Quote the data exactly, first line to the line containing "distant building | bbox", with no pictures.

Dataset excerpts

•••

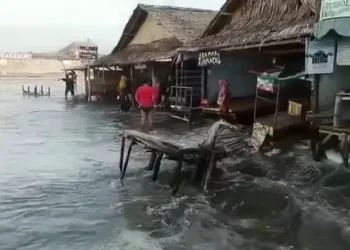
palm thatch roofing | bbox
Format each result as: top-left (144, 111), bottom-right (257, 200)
top-left (96, 37), bottom-right (182, 66)
top-left (178, 0), bottom-right (316, 52)
top-left (93, 4), bottom-right (216, 66)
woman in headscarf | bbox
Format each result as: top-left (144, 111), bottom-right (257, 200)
top-left (118, 75), bottom-right (130, 113)
top-left (217, 79), bottom-right (230, 117)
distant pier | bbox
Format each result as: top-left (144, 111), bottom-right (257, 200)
top-left (22, 85), bottom-right (51, 97)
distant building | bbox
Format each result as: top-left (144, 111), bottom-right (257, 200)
top-left (59, 40), bottom-right (98, 62)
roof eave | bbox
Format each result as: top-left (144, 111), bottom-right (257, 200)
top-left (111, 5), bottom-right (148, 53)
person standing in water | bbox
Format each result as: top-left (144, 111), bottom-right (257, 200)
top-left (135, 79), bottom-right (157, 131)
top-left (60, 73), bottom-right (75, 97)
top-left (118, 75), bottom-right (130, 113)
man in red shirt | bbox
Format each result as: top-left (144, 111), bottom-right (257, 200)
top-left (135, 79), bottom-right (157, 130)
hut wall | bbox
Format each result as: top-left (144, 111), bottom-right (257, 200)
top-left (206, 54), bottom-right (259, 101)
top-left (129, 15), bottom-right (172, 45)
top-left (154, 62), bottom-right (172, 83)
top-left (319, 65), bottom-right (350, 111)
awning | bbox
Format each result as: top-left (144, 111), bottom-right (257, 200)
top-left (314, 18), bottom-right (350, 38)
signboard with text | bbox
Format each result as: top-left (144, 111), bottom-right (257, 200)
top-left (198, 51), bottom-right (221, 66)
top-left (0, 53), bottom-right (32, 60)
top-left (78, 46), bottom-right (98, 60)
top-left (251, 123), bottom-right (268, 149)
top-left (320, 0), bottom-right (350, 21)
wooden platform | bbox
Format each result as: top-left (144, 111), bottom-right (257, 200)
top-left (170, 105), bottom-right (202, 123)
top-left (119, 130), bottom-right (218, 194)
top-left (202, 96), bottom-right (275, 118)
top-left (255, 112), bottom-right (306, 137)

•••

- **RESULT FOR THIS TASK**
palm thatch roofing | bbox
Format each result as: top-left (144, 111), bottom-right (257, 200)
top-left (96, 37), bottom-right (182, 66)
top-left (178, 0), bottom-right (316, 52)
top-left (93, 4), bottom-right (216, 66)
woman in headscarf | bbox
Format each result as: top-left (144, 111), bottom-right (257, 200)
top-left (118, 75), bottom-right (130, 113)
top-left (217, 79), bottom-right (230, 117)
distant pier | bbox
Format each result as: top-left (144, 111), bottom-right (257, 200)
top-left (22, 85), bottom-right (51, 97)
distant building | bbox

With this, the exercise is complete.